▸ **Records from a collection**
▬▬▬▬▬▬▬▬▬▬
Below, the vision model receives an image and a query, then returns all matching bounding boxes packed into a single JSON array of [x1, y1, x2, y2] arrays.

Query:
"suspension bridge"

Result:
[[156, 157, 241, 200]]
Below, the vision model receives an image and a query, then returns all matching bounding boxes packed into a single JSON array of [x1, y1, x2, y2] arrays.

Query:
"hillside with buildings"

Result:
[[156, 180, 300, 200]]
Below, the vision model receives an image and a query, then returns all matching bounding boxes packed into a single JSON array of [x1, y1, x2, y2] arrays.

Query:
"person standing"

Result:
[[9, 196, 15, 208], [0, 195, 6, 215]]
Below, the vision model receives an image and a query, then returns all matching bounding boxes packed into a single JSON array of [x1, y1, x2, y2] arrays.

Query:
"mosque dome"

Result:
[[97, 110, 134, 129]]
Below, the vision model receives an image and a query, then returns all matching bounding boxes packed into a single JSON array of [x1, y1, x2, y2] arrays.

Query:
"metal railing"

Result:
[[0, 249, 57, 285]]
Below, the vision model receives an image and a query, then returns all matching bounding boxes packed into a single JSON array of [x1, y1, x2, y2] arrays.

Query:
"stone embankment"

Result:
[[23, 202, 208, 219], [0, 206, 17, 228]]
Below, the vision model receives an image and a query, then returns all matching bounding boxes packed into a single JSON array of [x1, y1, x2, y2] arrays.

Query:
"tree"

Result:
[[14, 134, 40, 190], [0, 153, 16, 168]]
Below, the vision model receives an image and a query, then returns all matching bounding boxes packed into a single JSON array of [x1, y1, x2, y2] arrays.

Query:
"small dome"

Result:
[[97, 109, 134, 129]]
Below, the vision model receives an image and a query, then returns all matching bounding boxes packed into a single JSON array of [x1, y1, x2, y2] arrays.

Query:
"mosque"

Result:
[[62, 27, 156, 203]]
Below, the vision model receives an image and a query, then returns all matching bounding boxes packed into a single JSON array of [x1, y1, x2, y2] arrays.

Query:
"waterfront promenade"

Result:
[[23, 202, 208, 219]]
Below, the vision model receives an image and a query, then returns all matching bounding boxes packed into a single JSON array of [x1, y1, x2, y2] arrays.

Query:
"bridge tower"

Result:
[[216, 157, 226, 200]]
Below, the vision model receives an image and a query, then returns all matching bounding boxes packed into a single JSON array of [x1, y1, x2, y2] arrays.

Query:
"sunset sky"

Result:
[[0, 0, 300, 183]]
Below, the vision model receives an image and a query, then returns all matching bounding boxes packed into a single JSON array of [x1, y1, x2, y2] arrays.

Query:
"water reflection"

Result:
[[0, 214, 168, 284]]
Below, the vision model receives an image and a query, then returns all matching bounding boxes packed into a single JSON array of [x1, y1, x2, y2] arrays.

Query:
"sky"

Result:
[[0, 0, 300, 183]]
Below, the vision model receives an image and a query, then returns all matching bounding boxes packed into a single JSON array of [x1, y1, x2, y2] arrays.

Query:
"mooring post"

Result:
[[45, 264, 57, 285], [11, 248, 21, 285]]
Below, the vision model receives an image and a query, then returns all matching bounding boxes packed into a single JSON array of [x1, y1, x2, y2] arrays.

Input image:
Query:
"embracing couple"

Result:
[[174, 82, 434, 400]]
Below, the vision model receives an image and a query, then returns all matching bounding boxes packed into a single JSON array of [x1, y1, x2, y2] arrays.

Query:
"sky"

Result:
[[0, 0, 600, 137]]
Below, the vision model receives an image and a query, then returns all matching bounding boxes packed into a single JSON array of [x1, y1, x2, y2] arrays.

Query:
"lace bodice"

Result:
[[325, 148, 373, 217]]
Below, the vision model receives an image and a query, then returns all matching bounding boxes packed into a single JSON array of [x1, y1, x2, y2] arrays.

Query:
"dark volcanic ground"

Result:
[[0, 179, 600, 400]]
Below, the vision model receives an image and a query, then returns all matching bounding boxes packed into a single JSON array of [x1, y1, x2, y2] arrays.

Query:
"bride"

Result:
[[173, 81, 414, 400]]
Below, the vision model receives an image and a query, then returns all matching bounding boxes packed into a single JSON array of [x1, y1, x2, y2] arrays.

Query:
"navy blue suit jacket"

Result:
▬▬▬▬▬▬▬▬▬▬
▸ **Exercise instructions**
Write out all of the records again, switching each occurrence of "vision model" to "detection model" and leaving everything else as it is.

▸ **Full answer**
Below, the detection model receives an image and a query, then returns all matching bounding boxes packed into a single JSON array of [x1, y1, x2, y2] arrays.

Query:
"suspension bridge"

Result:
[[156, 157, 241, 200]]
Below, the detection model receives an image and a query, then returns all matching bounding boxes packed into a single JSON array of [x1, y1, x2, y2] arrays.

Query:
"hillside with buildings"

Result:
[[156, 180, 300, 200]]
Below, the detection model receives an image and a query, then returns all matching bounding boxes packed into a single JSON array of [x1, y1, x2, y2] arrays.

Query:
"person standing"

Result:
[[9, 196, 15, 208], [0, 195, 6, 215]]
Below, the detection model receives an image and a query, then returns all matching bounding boxes packed into a single JSON array of [x1, y1, x2, y2] arrays.

Query:
"mosque dome"

Result:
[[97, 110, 134, 129]]
Below, the detection model receives an image and a query, then returns all matching bounding boxes packed into a single JSON array of [x1, y1, x2, y2] arrays.

Query:
"metal railing"

Result:
[[0, 249, 57, 285]]
Below, the detection model receives an image and a query, then returns all matching bounding boxes packed into a single JSON array of [x1, y1, x2, y2] arrays.

Query:
"stone embankment"

Result:
[[23, 202, 208, 219], [0, 206, 17, 228]]
Below, the detection model receives an image and a query, then returns all matching bounding boxes packed into a single JSON array of [x1, y1, x2, y2] arrays.

Query:
"tree"

Result:
[[14, 134, 40, 190], [0, 153, 16, 168]]
Below, the detection model receives an image and a query, then returns all matching bounding boxes packed into a single JSON array of [x1, y1, x2, y2] arrays.

Query:
"small dome"

Result:
[[97, 109, 134, 129]]
Below, the detection model receives an image and a query, then returns all matching bounding boxes packed into a single JSON array of [x1, y1, x2, y2] arrays.

Query:
"mosque"

Result:
[[62, 27, 156, 203]]
Below, the detection model receives an image and a query, then returns all matching bounding boxes packed into a single JSON array of [x1, y1, x2, y2] arrays.

Query:
"waterfront promenade"

Result:
[[23, 202, 208, 219]]
Below, the detection model receives an image and a query, then returns all matching bounding boxes packed into a single JSON array of [x1, y1, x2, y2] arrays.

Query:
"bridge tower"

Result:
[[216, 157, 226, 200]]
Below, the detection model receives an image and a query, then returns all matching bounding boxes packed into a single JSON array of [x1, y1, x2, y2] arrays.

Query:
"sunset sky"

Result:
[[0, 0, 300, 183]]
Below, the detection model receives an image and a query, then returns all matching bounding boxes packed into a single JSON array of [x1, y1, x2, y2] arrays.

Query:
"water reflection"

Result:
[[0, 214, 168, 284]]
Below, the detection model receives an image and a query, then returns all matching bounding boxes packed into a single JSON array of [x1, y1, x2, y2] arrays.

Query:
"sky"

Result:
[[0, 0, 300, 183]]
Below, the detection model receives an image and a query, then returns all matching bounding boxes packed into a single JSON array of [x1, y1, x2, y2] arrays.

Query:
"mooring post"

Result:
[[45, 264, 57, 285], [11, 248, 21, 285]]
Below, the detection model receives an image and a query, then returns all matching bounding boxes packed into a single JSON array of [x1, y1, x2, y2] arrays.

Input image:
Query:
"embracing couple"

Result:
[[174, 82, 434, 400]]
Below, the detection model receives an image and a query, then returns all matching bounding boxes packed into a single JSON array of [x1, y1, x2, y2] arrays.

Query:
"sky"

Result:
[[0, 0, 600, 137]]
Below, the detection model receives an image and a query, then returns all matching bounding boxes packed into a single JSON array of [x1, y1, x2, y2] arrays.

Query:
"lace bodice"

Result:
[[325, 148, 373, 217]]
Below, the detection model receives an image and a query, then returns all matching bounding boxes packed into a single JSON array of [x1, y1, x2, y2] arrays.

Query:
"dark volcanic ground"

Result:
[[0, 179, 600, 400]]
Below, the detection model receives an image and a query, then returns all matching bounding boxes packed into a single JSON array of [x1, y1, x2, y2] arrays.

Query:
"bride"

Result:
[[173, 81, 414, 400]]
Below, the detection model receives an image and a query, then returns all matching bounding boxes packed into a single JSON array of [x1, y1, x2, y2] arrays.

Query:
"navy blue suit jacket"

Result:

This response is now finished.